Problem requirements: Beginning with the line containing "of the overcast", give every line again exactly as it is, ending with the last line of the entries.

== Segment start ==

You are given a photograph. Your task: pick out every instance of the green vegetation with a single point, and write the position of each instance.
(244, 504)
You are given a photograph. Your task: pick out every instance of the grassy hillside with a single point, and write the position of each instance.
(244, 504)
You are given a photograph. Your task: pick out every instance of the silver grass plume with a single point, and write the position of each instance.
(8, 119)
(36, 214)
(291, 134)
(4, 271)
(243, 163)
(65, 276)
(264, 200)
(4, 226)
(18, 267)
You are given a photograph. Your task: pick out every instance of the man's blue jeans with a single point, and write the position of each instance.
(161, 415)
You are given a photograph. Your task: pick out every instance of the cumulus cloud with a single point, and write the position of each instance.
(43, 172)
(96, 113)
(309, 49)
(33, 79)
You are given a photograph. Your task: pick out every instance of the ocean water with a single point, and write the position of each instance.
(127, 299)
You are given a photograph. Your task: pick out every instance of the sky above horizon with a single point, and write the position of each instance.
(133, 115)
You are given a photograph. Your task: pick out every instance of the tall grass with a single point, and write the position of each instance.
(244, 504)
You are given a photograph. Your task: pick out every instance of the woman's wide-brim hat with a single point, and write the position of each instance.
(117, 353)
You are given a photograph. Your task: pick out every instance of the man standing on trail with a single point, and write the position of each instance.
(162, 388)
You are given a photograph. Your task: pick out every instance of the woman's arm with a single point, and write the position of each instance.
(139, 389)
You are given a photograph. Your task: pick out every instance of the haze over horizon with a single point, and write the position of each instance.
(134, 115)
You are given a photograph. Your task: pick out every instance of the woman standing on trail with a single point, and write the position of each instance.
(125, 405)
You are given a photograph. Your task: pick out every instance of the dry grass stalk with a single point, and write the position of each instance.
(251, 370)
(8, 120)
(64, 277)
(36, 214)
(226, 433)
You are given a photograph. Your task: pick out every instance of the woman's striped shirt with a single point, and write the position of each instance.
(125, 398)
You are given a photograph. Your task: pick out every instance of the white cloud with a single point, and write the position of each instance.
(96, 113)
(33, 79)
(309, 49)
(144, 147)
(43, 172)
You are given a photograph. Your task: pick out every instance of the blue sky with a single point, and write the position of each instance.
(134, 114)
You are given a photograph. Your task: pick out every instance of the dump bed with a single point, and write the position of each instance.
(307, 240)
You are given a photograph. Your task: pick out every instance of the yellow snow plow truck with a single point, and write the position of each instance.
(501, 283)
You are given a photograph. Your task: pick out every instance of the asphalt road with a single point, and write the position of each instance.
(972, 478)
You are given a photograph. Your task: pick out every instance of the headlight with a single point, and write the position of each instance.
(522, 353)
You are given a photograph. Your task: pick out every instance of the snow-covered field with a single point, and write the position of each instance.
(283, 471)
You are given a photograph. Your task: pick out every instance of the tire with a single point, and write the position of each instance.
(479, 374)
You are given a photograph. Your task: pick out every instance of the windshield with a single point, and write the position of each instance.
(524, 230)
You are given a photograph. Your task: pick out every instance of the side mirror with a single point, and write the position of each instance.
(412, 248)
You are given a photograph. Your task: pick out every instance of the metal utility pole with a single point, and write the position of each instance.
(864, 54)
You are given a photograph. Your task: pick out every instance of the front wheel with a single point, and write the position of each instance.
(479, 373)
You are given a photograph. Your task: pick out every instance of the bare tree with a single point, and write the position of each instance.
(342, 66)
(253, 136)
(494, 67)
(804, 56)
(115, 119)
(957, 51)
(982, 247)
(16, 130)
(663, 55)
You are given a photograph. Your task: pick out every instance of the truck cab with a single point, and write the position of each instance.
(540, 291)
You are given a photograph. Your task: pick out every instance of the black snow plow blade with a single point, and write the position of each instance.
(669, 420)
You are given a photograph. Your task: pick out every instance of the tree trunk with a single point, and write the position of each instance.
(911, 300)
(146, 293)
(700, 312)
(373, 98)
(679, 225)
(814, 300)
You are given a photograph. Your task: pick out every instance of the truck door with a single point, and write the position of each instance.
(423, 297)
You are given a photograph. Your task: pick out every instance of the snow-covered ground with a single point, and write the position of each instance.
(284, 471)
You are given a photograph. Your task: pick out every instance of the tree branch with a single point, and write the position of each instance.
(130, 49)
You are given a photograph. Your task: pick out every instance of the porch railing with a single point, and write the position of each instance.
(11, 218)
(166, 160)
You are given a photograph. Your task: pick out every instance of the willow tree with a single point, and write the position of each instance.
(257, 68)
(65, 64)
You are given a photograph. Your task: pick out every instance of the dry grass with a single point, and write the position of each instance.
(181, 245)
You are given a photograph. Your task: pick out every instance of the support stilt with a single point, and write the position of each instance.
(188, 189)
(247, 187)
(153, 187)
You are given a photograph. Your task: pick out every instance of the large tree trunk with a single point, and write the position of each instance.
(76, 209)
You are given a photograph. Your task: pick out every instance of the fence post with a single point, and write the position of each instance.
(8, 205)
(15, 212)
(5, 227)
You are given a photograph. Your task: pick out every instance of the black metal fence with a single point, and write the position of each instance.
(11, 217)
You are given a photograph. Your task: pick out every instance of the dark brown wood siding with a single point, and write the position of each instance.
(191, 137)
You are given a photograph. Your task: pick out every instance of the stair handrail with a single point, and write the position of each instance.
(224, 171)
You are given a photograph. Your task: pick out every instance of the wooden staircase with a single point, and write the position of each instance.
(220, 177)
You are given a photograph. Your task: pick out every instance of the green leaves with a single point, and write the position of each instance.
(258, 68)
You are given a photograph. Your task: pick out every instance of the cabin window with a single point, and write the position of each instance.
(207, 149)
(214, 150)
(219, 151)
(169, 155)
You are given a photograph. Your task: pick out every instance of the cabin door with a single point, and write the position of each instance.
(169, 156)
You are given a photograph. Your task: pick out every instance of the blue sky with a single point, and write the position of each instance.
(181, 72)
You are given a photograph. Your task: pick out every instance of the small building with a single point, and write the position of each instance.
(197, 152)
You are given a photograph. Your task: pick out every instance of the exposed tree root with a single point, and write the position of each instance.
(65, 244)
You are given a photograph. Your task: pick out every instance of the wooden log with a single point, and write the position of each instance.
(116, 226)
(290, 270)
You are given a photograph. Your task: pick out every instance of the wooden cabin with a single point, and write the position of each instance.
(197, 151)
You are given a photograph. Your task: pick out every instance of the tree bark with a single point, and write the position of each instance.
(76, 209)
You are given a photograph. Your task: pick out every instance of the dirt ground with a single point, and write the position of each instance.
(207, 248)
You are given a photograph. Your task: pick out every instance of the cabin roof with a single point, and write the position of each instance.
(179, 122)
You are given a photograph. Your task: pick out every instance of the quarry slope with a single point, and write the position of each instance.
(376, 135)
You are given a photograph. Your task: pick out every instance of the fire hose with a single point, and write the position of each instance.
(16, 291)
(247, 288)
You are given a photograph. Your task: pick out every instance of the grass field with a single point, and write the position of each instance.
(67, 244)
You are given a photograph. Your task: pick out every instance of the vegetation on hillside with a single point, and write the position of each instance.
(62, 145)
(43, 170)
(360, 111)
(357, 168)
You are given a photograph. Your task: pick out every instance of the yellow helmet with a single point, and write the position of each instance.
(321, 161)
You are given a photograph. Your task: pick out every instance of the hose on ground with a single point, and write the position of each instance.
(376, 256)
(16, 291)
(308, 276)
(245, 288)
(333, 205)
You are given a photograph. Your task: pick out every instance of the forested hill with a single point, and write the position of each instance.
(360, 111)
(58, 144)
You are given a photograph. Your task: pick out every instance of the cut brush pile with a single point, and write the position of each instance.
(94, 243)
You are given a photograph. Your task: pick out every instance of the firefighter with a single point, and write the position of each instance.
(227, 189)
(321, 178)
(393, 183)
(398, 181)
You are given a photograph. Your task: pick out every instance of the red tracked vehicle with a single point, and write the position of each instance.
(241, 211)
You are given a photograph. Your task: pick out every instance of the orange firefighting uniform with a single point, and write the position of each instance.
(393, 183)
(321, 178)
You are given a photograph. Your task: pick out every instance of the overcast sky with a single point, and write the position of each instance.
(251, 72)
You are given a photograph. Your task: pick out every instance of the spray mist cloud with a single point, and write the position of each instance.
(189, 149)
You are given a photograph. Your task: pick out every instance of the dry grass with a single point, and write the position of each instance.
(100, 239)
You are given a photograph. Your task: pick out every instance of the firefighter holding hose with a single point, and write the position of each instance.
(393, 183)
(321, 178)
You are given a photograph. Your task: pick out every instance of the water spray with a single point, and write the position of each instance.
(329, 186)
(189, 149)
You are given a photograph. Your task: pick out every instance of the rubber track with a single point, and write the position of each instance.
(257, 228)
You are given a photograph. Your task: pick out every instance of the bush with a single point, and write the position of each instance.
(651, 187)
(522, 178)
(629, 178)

== Segment end ==

Task solution:
You are given a photograph. Your task: pick out every instance of the overcast sky with a single point, and write the position of each instance.
(251, 72)
You are given a photograph. Your task: pick out every instance of the spray mist cloud with a single point, and write the position of each instance.
(189, 149)
You are given a photograph. Your task: pick out every instance of the dry grass with a single point, and write the position of each instance.
(100, 239)
You are given a photograph. Your task: pick out every instance of the firefighter holding hose with a single point, and write the position of each instance.
(393, 183)
(321, 178)
You are given a photograph. Your task: pick out every instance of the water spray with a single point, and write the position of each instance.
(329, 186)
(189, 149)
You are given a photograph. Your task: pick out every instance of the rubber track with a single point, and write the position of each instance.
(257, 228)
You are given a photograph. Your task: pick out every instance of the bush with a single point, and write the position of each instance.
(651, 187)
(522, 178)
(629, 178)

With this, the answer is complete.